◆ Exercise requirements: Swap "location" for "position" in the stretch of rows from the line containing "If there is any distant" through the line containing "75 53 82 60", and give back only those lines with nothing else changed.

◆ Record excerpts:
—————
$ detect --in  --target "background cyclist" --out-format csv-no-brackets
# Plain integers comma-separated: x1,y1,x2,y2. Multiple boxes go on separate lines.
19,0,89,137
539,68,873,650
—————
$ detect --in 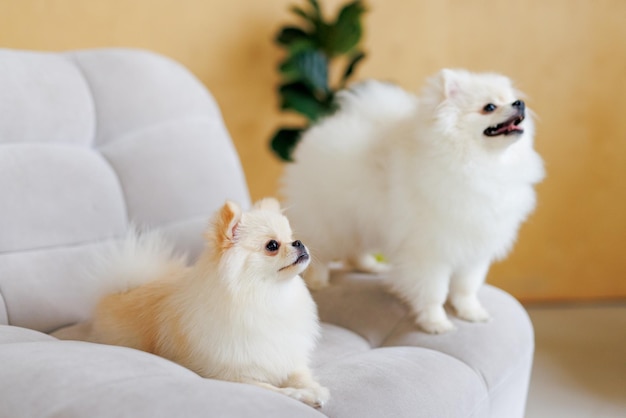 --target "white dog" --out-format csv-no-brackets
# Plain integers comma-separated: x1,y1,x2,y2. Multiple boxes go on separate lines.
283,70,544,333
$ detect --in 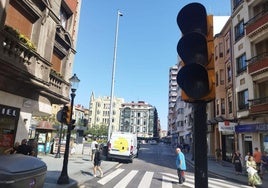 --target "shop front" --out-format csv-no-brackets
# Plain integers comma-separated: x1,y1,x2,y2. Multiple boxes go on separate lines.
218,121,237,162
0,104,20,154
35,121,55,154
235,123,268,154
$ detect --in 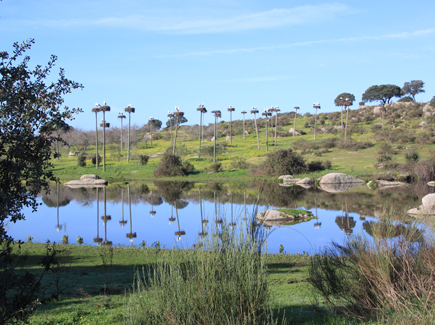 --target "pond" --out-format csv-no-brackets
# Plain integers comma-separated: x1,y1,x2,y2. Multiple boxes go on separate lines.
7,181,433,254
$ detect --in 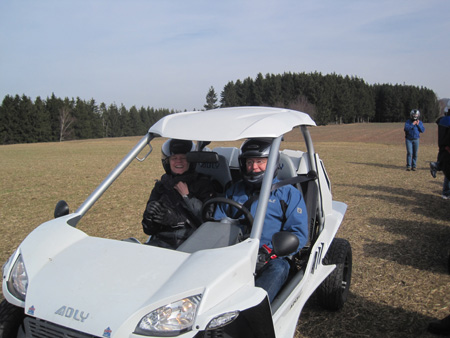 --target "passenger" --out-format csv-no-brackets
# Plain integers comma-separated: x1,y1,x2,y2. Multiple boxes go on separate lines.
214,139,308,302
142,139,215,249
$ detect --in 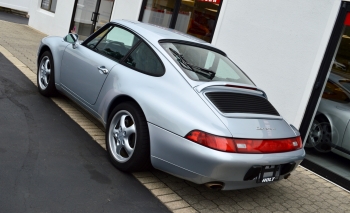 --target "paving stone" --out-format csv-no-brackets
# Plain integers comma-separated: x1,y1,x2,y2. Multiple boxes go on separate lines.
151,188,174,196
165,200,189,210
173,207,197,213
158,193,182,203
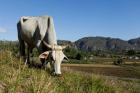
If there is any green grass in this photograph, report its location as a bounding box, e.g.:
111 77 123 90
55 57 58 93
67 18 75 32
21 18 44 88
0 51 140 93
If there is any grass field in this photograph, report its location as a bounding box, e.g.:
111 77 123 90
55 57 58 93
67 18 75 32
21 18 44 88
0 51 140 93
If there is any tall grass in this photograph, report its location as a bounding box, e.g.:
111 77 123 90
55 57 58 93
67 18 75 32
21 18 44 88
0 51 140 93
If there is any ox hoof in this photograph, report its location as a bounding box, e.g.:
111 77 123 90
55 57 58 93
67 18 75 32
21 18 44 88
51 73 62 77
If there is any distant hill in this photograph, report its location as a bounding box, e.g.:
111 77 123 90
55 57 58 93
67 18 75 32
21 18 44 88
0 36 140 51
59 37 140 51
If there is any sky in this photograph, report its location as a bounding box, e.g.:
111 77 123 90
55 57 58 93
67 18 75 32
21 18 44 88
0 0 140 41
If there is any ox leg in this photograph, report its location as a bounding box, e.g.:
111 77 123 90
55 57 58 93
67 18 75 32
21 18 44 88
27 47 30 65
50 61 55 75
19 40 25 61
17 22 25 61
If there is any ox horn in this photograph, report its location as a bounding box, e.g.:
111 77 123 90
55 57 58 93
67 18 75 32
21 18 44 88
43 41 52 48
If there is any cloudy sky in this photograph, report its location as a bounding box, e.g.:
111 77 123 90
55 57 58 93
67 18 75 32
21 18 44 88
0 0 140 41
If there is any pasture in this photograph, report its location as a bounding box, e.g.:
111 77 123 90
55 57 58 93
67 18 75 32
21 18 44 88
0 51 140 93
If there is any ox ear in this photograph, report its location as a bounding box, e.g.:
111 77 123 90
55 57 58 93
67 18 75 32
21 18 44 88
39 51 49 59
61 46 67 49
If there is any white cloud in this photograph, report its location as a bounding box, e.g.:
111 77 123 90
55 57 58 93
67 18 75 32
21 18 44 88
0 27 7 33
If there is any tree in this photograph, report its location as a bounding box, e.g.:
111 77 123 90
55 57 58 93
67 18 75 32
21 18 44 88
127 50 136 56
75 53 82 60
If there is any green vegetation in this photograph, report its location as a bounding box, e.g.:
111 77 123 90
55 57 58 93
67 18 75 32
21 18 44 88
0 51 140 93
—————
◆ Written reply:
If there is any distant hill in this photograph, report its position as a bounding box, e.g.:
111 77 123 90
55 57 58 93
67 18 75 32
21 18 44 88
0 36 140 51
59 37 140 51
If there is any sky in this photograph, report its position as a bounding box, e.g.:
111 77 123 90
55 57 58 93
67 18 75 32
21 18 44 88
0 0 140 41
If there is any ox leg in this photograph, report its position as a bounding box, e.g.:
111 77 123 90
55 57 58 93
67 18 75 32
21 18 44 88
27 47 30 65
50 61 55 75
19 40 25 61
17 22 25 61
If there is any ox horn in this photograph, report its position as a bounding box, e.g.:
111 77 123 90
55 57 58 93
67 18 75 32
21 18 44 88
43 41 52 48
If there is any cloudy sky in this photograph, report its position as a bounding box, e.g.:
111 77 123 90
55 57 58 93
67 18 75 32
21 18 44 88
0 0 140 41
If there is any pasture in this photograph, report its position as a bounding box, e.g.:
111 77 123 90
55 57 58 93
67 18 75 32
21 18 44 88
0 51 140 93
If there is any ox ear in this photograph, report its position as a bounding box, e.g.:
111 77 123 90
55 57 58 93
67 18 75 32
21 18 44 88
39 51 49 59
61 46 67 49
If there is any white cloud in this photograph, report its position as a bounding box, e.g.:
111 77 123 90
55 57 58 93
67 18 75 32
21 18 44 88
0 27 7 33
If there is any tree in this photograph, report its position as a bounding box, e.g.:
111 77 123 90
55 57 58 93
67 18 75 32
21 18 44 88
127 50 136 56
75 53 82 60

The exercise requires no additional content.